VORLIEGENDER TEXT:
_____

Sonntag, 9. Februar 2020

Lee Krasner: Living Colour - im Zentrum Paul Klee, Bern


Through Blue, 1963

Wieder widme ich einen Blogbeitrag einer Künstlerin, die erst spät Anerkennung gefunden hat. Diesmal ist es Lee Krasner, deren Werk und Rolle als Male­rin der ersten Gene­ra­tion des Abstrak­ten Expres­sio­nis­mus bisher kaum außer­halb der USA gewür­digt wurde. Wahrscheinlich deshalb, weil sie in erster Linie als die Ehefrau des berühmten Malers Jackson Pollock gesehen wurde. Lee Krasner sagte mal in einem Interview 16 Jahre nach Pollocks Tod: «And I think even today it’s diffi­cult for people to see me, or to speak to me, or observe my work, and not connect it with Pollock. They cannot free them­sel­ves». («Ich glaube, es ist noch heute schwierig für Leute, mich zu treffen, mit mir zu sprechen oder meine Arbeit zu betrachten, ohne es mit Pollock in Verbindung zu bringen. Sie können sich nicht davon befreien.»)
Die umfas­sende Retro­spek­tive ihres Werks in Europa begann Sommer 2019 in der Barbi­can Art Gallery in London, reiste dann im Herbst 2019 zu der Schirn Kunsthalle Frankfurt und ist jetzt im Zentrum Paul Klee in Bern zu sehen. Die letzte Station wird das Guggenheim Museum in Bilbao sein. Fast 100 Werke werden ausgestellt.

_____

KURZE AUFGABE A: Gib aus dem Text über Lee Krasner den Abschnitt von „Die umfas­sende Retro­spek­tive“ bis einschließlich „Werke werden ausgestellt.“ wortgetreu aus.

_____

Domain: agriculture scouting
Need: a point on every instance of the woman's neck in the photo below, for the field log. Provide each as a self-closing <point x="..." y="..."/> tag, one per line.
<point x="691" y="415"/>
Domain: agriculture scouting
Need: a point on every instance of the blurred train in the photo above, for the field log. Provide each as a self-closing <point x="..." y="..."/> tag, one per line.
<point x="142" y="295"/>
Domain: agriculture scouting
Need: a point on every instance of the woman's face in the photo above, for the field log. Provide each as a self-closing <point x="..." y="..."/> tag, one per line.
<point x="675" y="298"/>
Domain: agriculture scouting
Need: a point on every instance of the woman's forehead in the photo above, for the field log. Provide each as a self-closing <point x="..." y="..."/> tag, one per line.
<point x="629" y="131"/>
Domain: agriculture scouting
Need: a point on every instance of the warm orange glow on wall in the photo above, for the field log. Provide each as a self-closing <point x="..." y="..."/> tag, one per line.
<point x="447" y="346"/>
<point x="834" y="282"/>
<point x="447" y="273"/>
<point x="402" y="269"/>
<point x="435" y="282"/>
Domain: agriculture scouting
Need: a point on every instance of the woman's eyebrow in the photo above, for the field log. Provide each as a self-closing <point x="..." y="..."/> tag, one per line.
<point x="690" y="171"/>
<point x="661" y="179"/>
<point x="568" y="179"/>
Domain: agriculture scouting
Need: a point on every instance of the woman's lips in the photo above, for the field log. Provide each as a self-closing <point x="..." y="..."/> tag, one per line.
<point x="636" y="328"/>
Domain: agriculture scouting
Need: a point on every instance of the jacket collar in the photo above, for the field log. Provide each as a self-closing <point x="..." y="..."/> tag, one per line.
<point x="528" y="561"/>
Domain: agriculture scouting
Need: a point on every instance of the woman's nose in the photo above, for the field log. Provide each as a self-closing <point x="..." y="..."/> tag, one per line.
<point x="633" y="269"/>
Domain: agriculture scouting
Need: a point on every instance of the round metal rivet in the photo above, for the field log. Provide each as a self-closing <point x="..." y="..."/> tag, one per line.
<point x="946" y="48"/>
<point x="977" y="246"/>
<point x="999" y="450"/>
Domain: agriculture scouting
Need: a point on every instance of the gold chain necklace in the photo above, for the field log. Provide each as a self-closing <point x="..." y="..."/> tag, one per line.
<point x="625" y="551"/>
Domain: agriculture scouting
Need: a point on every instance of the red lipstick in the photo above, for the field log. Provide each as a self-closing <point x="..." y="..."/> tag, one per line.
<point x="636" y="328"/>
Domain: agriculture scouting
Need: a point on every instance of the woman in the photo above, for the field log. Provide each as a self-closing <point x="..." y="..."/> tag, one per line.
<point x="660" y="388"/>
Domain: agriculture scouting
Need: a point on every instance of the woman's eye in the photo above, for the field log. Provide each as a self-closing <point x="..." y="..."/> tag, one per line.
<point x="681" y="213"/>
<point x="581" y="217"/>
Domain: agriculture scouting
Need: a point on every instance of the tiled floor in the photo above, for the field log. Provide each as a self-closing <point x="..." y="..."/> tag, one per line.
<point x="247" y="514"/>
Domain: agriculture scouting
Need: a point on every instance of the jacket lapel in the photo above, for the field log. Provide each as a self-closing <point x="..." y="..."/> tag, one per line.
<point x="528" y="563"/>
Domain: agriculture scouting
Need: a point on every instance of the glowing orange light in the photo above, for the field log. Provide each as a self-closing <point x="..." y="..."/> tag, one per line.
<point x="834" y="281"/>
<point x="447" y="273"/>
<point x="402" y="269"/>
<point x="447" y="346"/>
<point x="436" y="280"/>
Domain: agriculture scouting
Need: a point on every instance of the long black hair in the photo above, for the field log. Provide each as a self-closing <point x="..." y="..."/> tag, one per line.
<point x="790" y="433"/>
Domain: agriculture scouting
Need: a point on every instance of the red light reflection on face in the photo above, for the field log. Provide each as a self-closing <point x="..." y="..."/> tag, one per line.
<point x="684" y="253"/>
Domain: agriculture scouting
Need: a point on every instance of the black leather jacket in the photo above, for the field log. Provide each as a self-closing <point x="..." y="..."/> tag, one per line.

_____

KURZE AUFGABE B: Finde jede der Zeilen, in der das Wort „black“ vorkommt, und übernimm sie unverändert.

ANTWORT A:
Die umfas­sende Retro­spek­tive ihres Werks in Europa begann Sommer 2019 in der Barbi­can Art Gallery in London, reiste dann im Herbst 2019 zu der Schirn Kunsthalle Frankfurt und ist jetzt im Zentrum Paul Klee in Bern zu sehen. Die letzte Station wird das Guggenheim Museum in Bilbao sein. Fast 100 Werke werden ausgestellt.

ANTWORT B:
Need: a point on every instance of the long black hair in the photo above, for the field log. Provide each as a self-closing <point x="..." y="..."/> tag, one per line.
Need: a point on every instance of the black leather jacket in the photo above, for the field log. Provide each as a self-closing <point x="..." y="..."/> tag, one per line.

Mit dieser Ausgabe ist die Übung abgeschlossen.